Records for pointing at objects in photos

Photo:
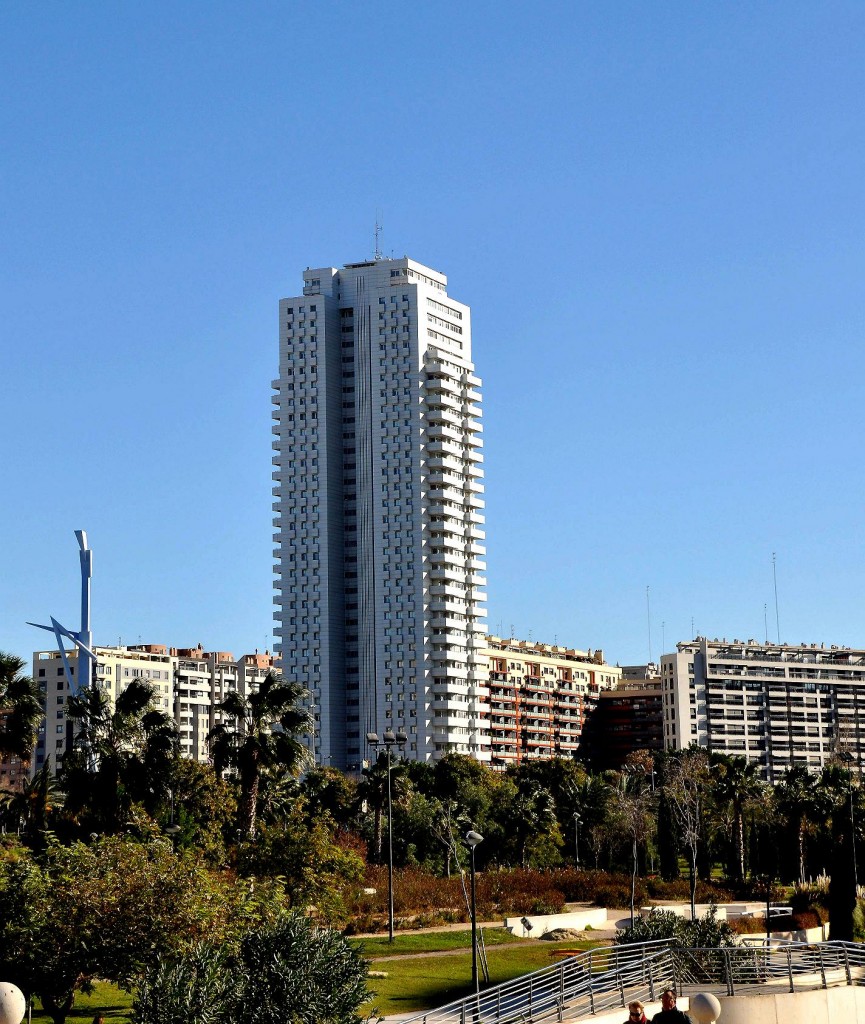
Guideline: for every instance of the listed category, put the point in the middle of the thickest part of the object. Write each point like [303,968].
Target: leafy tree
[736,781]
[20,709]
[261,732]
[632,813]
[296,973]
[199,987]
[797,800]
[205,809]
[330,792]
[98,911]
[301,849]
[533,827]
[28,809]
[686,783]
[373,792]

* * *

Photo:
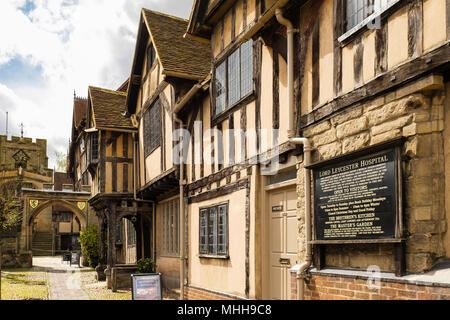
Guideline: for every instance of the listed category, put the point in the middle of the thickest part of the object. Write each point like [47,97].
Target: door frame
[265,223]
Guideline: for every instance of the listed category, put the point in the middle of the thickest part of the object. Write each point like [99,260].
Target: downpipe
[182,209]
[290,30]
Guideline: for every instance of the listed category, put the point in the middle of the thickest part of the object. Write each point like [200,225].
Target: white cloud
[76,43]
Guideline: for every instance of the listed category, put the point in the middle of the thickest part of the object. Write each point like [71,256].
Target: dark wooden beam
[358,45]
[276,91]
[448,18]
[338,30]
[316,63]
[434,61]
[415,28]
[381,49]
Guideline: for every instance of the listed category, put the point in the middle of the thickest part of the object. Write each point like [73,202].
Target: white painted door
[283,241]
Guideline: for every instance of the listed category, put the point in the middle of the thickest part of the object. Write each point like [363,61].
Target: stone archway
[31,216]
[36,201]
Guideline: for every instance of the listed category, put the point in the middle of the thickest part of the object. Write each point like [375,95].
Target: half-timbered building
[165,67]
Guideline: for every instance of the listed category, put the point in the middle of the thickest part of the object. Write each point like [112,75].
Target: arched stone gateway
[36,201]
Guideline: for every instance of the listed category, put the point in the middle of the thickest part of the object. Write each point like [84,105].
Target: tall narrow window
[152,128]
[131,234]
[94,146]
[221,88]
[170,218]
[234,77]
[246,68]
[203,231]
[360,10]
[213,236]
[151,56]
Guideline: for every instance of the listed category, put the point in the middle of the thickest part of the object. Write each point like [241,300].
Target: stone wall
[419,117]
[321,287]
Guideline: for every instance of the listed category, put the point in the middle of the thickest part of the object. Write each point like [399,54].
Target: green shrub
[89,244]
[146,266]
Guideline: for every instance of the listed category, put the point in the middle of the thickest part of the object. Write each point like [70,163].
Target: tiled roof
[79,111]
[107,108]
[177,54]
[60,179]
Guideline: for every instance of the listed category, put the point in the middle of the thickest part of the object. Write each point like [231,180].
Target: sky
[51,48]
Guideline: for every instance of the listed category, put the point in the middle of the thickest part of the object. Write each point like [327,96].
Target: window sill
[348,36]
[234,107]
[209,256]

==

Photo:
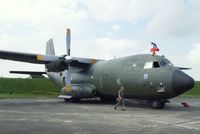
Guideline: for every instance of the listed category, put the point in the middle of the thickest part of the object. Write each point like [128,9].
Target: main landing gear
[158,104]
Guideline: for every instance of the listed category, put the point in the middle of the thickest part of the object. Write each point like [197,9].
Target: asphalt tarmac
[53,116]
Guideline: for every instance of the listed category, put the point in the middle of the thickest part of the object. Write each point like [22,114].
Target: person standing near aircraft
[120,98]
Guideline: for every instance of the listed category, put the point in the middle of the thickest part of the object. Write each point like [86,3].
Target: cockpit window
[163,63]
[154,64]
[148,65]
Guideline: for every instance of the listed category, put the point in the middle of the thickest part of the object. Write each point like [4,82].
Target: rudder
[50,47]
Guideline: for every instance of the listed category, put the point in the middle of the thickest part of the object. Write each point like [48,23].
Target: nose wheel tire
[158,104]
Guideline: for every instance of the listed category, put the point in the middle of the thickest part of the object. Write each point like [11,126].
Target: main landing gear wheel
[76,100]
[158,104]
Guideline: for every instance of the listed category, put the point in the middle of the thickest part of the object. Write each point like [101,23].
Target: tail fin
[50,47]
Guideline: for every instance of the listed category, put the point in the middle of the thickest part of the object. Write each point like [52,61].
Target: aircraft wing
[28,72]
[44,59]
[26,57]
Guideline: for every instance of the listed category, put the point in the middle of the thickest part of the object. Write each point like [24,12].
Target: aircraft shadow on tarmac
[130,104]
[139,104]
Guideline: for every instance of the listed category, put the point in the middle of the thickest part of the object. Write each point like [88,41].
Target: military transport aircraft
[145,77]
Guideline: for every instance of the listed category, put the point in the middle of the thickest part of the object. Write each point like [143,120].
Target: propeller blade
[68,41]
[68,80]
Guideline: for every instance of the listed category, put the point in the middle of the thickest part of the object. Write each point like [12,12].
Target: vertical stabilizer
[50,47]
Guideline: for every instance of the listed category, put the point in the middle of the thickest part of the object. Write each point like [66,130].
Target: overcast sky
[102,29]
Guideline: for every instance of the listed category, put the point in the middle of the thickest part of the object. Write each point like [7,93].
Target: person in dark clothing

EXERCISE AIM:
Rewrite the part that opens with the line containing "point like [7,93]." and closes with the line containing "Target: person in dark clothing", putting "bright" in place of "dark" and leaving everything else unchanged.

ANSWER FOR THE TASK:
Guideline: for every instance of the listed category, put the point in the middle of the thickest part of the object. Write each point like [7,93].
Target: person in bright clothing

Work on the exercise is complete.